── DATA EXTRACTS ──

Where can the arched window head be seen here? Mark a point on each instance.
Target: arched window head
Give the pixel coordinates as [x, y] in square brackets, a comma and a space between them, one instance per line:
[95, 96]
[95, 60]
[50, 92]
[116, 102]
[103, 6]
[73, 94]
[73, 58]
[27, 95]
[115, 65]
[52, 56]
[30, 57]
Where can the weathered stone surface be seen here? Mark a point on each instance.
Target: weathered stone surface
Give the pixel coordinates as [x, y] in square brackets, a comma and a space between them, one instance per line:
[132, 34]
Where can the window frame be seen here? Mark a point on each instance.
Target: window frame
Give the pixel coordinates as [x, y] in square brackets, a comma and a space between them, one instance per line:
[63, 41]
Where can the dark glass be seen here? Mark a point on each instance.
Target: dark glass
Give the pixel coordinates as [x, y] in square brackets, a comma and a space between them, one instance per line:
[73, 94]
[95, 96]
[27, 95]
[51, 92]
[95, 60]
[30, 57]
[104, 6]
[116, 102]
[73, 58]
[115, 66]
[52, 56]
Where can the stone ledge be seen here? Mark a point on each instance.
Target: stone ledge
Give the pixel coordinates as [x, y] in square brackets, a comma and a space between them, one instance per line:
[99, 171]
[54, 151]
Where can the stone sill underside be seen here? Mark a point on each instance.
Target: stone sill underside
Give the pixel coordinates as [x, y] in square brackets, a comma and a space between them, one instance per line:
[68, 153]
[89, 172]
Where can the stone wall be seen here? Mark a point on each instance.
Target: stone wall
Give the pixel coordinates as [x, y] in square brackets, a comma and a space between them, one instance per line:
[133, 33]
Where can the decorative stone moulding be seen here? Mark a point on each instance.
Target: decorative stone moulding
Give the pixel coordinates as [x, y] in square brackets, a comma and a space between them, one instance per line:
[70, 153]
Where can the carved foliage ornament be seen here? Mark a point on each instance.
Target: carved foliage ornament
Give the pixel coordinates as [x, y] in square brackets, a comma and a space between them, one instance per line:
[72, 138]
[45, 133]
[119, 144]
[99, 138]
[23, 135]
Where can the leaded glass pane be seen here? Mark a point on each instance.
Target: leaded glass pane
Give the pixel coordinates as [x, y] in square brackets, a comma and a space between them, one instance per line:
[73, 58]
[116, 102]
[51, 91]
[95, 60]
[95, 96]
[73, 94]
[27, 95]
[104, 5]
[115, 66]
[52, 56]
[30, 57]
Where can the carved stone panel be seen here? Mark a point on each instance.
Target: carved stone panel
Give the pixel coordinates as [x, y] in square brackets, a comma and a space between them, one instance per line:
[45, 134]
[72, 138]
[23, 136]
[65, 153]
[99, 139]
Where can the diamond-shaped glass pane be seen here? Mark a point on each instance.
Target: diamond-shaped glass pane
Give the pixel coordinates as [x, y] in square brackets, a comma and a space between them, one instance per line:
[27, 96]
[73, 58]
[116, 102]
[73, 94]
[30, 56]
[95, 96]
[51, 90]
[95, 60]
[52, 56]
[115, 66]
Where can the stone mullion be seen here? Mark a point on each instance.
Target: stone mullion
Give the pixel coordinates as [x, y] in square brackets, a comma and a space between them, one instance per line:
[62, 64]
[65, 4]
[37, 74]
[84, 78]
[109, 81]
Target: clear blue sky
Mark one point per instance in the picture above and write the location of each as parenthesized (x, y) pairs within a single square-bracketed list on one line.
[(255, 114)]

───

■ WHAT IS BEING ASKED ■
Each line of the data is to be retyped exactly as shown.

■ EXERCISE OUTPUT ■
Where can the arched window head be seen here? Mark a point on each instance.
Target: arched window head
Give the pixel coordinates as [x, y] in square brackets, a comma and a space between them, one instance per line:
[95, 96]
[95, 60]
[50, 92]
[116, 102]
[103, 6]
[73, 94]
[73, 58]
[27, 95]
[115, 65]
[52, 56]
[30, 57]
Where can the weathered stone surface be seen here? Mark a point on each instance.
Target: weathered stone surface
Give the pixel coordinates as [x, y] in square brackets, a comma and a space between them, one instance per line:
[132, 34]
Where can the window frame be seen here? Mark a point on each instance.
Target: window frame
Give the pixel coordinates as [x, y] in square brackets, a comma and a space between them, one instance per line:
[63, 41]
Where can the dark glass be seen here? Mark a point on each instance.
Target: dark glass
Give the pixel coordinates as [x, y] in square brackets, a comma and a space between them, one instance per line:
[73, 94]
[95, 96]
[27, 95]
[51, 92]
[95, 60]
[30, 57]
[104, 6]
[116, 102]
[73, 58]
[115, 66]
[52, 56]
Where can the stone ledge be seen here? Mark a point on each instance.
Target: stone ledge
Give the pixel coordinates as [x, y] in square brackets, a comma and a space between them, one instance per line:
[99, 171]
[54, 151]
Where can the stone sill underside be seen here? Mark a point on each instance.
Target: stone sill underside
Give the pixel coordinates as [x, y] in square brackets, a comma and a space between them, one instance per line:
[68, 153]
[89, 172]
Where can the stone wall be seen here? Mark a point on each instance.
Target: stone wall
Give the pixel coordinates as [x, y] in square brackets, a comma and a space between them, one instance per line:
[133, 33]
Where can the decorative stone moulding be seen here? Mark a point on each instance.
Target: decorative stone moulding
Give the pixel coordinates as [x, y] in square brackets, a comma and a space between them, one instance per line:
[70, 153]
Where can the carved foliage ornament be seen here? Mark a point on each instance.
Target: carved foliage ornament
Give the pixel coordinates as [x, y] in square brackets, a comma and a space between them, one instance per line:
[72, 138]
[45, 133]
[119, 144]
[99, 138]
[23, 135]
Where can the leaded glass pane be seen here? Mark a point on each instance.
Target: leaded glass pane
Give the pixel coordinates as [x, y] in square brackets, a comma and a space between them, one instance per line:
[73, 58]
[116, 102]
[51, 91]
[95, 60]
[95, 96]
[73, 94]
[27, 95]
[104, 5]
[115, 66]
[52, 56]
[30, 57]
Where can the carved stone panel be seen here? Mark a point on each instance.
Target: carved stone panel
Give the pixel coordinates as [x, y] in square brackets, a comma and a space between them, one instance per line:
[45, 134]
[72, 138]
[23, 136]
[65, 153]
[99, 139]
Where can the diamond-shaped glass pane be seen here? Mark a point on each instance.
Target: diamond-shaped glass pane
Give the pixel coordinates as [x, y] in square brackets, a comma and a space between them, one instance per line:
[27, 96]
[73, 58]
[116, 102]
[73, 94]
[30, 56]
[95, 96]
[51, 90]
[95, 60]
[52, 56]
[115, 66]
Where can the stone mullion be seen here? Mark a point on each instance.
Target: stone mullion
Give the pixel coordinates as [x, y] in square brackets, a comma and a space between them, one instance per line:
[62, 64]
[65, 4]
[37, 74]
[84, 78]
[109, 81]
Target: clear blue sky
Mark one point per instance in the picture above and write the location of each as parenthesized (x, y) pairs within a single square-bracketed list on one line.
[(255, 114)]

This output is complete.